--- start of DOCUMENT ---

My short story The Giving Plague explored a creepy-hopeful-scary scenario wherein blood donation changes the future of humanity... (it's free on Kindle or my website). 

== Recent and upcoming honors ==


The Potomac Institute’s Navigator Awards recognize individuals who have sought bold solutions to national challenges.  I am honored to be one of this year’s three recipients, along with Congressman Mac Thornberry and Alan Shaffer, Director of the office at NATO that coordinate R&D toward defense and civilian progress. Past recipients include leaders in government service as well as science & technology pioneers like Elon Musk. My citation is for shaking up assumptions by constructing “unconventional settings and raise serious questions about the nature of humanity, the fate of Earth, and other cosmic considerations.”  A big gala event in DC. I'll have pictures soon.


Also in October 2015 I’ll be the first annual National Endowment for the Humanities/Hannah Arendt Center Distinguished Visiting Fellow at Bard College, and keynoter at Bard’s October 15-16 conference: What do we lose when we lose our privacy? with a Skyped appearance by Edward Snowden.

== Insightful gab or hot air? ==

The Future Seen Through the Eyes of a Writer: I was onstage with epic Sci Fi novelist and AI theoretician Ramez Naam (author of the chilling near-future Nexus), as well as Peter Schwartz (author of The Art of the Long View) discussing possibilities about what lies beyond tomorrow, at the huge Dreamforce Conference in San Francisco, September 2015. Here's a clip of the video from the event.

Join me in New York City: Is Science Fiction the Science of the Future? An evening meet-up with the Philip K. Dick Festival in Manhattan on October 12 at 7 pm. 

Where you can find me next month: My travels include New York, Washington DC, Seattle, Amsterdam, and Dallas... Check my website for updates ... or follow me on Twitter.

--- end of DOCUMENT ---
--- start of EXTRACTED MATERIAL ---

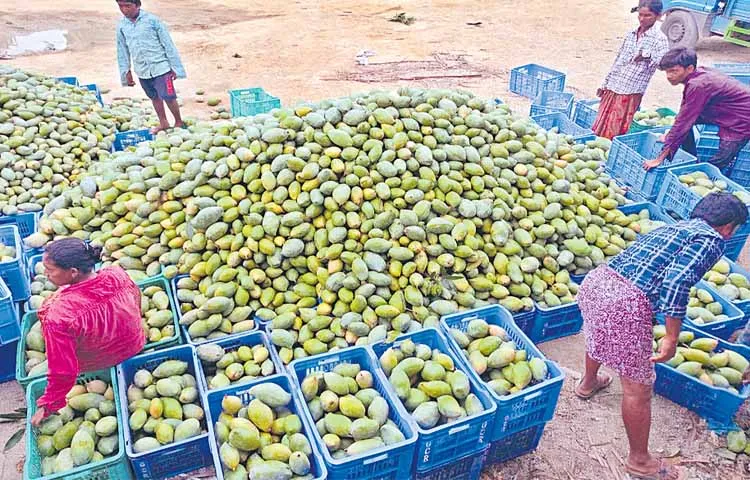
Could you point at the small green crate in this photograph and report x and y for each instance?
(112, 468)
(246, 102)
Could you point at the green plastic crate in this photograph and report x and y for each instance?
(161, 281)
(115, 467)
(663, 112)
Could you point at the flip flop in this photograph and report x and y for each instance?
(600, 386)
(665, 472)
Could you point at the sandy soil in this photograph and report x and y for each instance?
(305, 50)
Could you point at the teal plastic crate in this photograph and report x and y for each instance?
(531, 406)
(717, 405)
(213, 402)
(446, 443)
(161, 281)
(175, 458)
(246, 102)
(114, 467)
(391, 462)
(232, 343)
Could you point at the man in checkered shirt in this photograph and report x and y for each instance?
(634, 66)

--- end of EXTRACTED MATERIAL ---

▶ **INSTRUCTIONS**
- 1) Extract the passage of the author's update from "Where you can" to "me on Twitter." and reproduce it word for word.
- 2) According to the author's update, on what date and at what time is the evening meet-up with the Philip K. Dick Festival in Manhattan?

▶ **SOLUTIONS BELOW**
- 1)
Where you can find me next month: My travels include New York, Washington DC, Seattle, Amsterdam, and Dallas... Check my website for updates ... or follow me on Twitter.

- 2) October 12 at 7 pm.